* Given task 1 *
From the records, reproduce without alteration everything from the line that contains "wooden post |" down to the line that contains "[[[169,149],[160,149],[158,152],[158,169],[167,169],[170,166]]]", including both of those lines.

* Text excerpt *

After ten long years in the slammer, Kazuma Kiryu is pretty weirded out by mobile phones. The world progressed quite a lot between 1995 and 2005 - Y2K, the phenomenon where tech was supposed to finally clap back at its creators, famously didn’t happen bang smack in the middle of Kiryu’s jail time.

But, over time, Kiryu can adapt and get used to a mobile phone. The real sense of alienation in Yakuza Kiwami comes from being told that there’s a new nightclub across the street from Serena called Stardust. There’s a New York burger joint around the corner from Theater Square and the Empty Lot has finally been put to use as the location for Tokyo’s skyscraping Millennium Tower. Even the Italian restaurants are in English instead of Japanese, or, you know, Italian.

I see it at home all the time. Although most of the older buildings in Dublin are protected by the government, you still see culturally significant ones customarily being torn down for hotel space. It’s probably worth mentioning that Kamurocho’s entire upper area in Yakuza is the Hotel District, which becomes significantly more anglicized between 0 and Kiwami. It’s also the location of the substory about a worker who gets really depressed and comes here because, contrary to the monumental buildings and bright lights, it’s the most grim part of the city - a shell of its former self that’s been beaten hollow by wads of cash.

* Given task 2 *
Identify every named location in Kamurocho that the passage on Yakuza Kiwami mentions.

* Data shown *
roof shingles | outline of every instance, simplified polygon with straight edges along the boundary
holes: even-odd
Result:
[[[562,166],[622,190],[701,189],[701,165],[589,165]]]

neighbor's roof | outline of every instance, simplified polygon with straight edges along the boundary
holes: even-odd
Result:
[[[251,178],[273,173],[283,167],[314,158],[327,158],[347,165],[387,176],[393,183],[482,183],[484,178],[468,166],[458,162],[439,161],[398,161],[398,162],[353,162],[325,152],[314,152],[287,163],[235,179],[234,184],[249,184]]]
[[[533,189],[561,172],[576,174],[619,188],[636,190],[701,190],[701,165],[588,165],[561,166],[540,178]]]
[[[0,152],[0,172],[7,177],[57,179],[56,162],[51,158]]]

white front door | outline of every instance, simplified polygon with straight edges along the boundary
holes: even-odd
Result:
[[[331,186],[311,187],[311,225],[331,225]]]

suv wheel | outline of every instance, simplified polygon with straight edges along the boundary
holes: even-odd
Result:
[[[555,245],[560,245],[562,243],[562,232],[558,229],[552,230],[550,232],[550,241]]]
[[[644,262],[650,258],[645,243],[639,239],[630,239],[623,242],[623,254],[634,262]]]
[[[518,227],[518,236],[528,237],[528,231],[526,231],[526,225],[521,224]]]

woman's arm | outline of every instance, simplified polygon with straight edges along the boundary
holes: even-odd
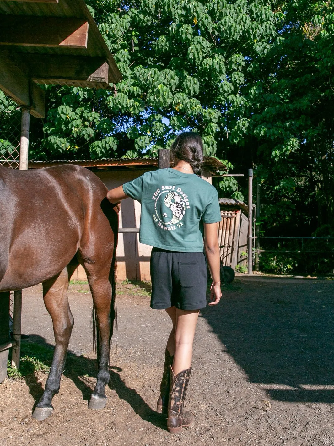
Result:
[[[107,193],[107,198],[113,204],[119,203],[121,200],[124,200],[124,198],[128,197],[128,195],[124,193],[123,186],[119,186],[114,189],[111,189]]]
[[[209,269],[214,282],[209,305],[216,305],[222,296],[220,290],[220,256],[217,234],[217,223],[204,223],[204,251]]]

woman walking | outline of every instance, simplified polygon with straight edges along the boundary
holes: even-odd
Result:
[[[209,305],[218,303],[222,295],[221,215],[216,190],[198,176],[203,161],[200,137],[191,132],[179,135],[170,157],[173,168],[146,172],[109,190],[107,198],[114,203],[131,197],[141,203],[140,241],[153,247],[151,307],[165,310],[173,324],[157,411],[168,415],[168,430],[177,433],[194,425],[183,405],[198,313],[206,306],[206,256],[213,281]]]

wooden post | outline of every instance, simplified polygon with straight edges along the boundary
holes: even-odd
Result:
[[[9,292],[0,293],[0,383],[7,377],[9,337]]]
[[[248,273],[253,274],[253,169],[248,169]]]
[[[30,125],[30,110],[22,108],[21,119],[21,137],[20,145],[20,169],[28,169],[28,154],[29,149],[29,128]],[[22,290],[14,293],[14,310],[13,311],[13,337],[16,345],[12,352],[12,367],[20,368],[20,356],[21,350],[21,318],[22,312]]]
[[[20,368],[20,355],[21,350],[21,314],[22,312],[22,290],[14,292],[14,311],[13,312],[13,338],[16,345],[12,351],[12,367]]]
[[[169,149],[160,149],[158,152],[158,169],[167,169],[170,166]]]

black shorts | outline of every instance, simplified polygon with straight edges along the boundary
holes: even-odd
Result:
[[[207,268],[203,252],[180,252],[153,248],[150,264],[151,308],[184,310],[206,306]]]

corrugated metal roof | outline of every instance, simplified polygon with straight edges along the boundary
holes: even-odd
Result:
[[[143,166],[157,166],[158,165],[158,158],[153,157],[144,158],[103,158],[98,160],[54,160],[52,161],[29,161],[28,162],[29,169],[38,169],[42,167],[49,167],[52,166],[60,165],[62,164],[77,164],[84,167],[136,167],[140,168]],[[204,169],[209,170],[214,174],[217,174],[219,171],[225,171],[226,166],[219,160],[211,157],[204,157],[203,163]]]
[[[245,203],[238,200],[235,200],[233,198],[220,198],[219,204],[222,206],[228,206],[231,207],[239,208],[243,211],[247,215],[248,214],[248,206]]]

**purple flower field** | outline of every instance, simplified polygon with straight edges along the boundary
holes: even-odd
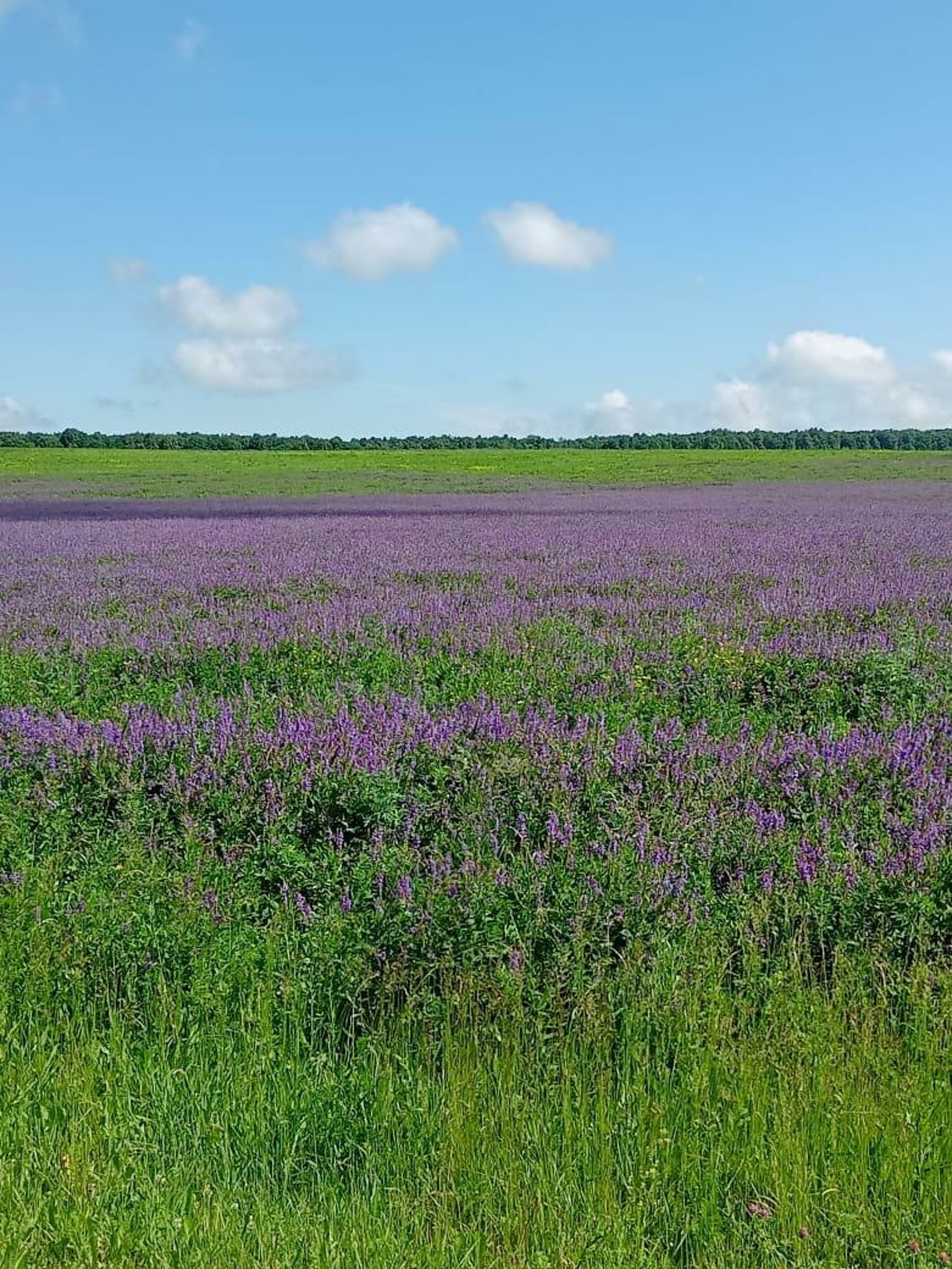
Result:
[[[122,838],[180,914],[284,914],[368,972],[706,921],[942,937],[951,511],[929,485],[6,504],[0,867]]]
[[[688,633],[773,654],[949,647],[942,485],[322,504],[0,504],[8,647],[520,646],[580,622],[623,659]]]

* Exercise result 1 *
wooden post | outline of every instance, simplified polygon with straight edges along the boundary
holes: even-odd
Result:
[[[9,292],[0,293],[0,383],[7,377],[9,337]]]
[[[248,273],[253,274],[253,169],[248,169]]]
[[[30,125],[30,110],[22,108],[21,119],[21,137],[20,145],[20,169],[28,169],[28,154],[29,149],[29,128]],[[22,290],[14,293],[14,310],[13,311],[13,337],[16,345],[12,352],[12,367],[20,368],[20,356],[21,350],[21,318],[22,312]]]
[[[20,368],[20,355],[21,350],[21,314],[22,312],[22,290],[14,292],[14,311],[13,312],[13,338],[16,345],[12,351],[12,367]]]
[[[169,149],[160,149],[158,152],[158,169],[167,169],[170,166]]]

* Exercise result 2 *
- Serena
- Stardust
- Theater Square
- the Empty Lot
- Millennium Tower
- the Hotel District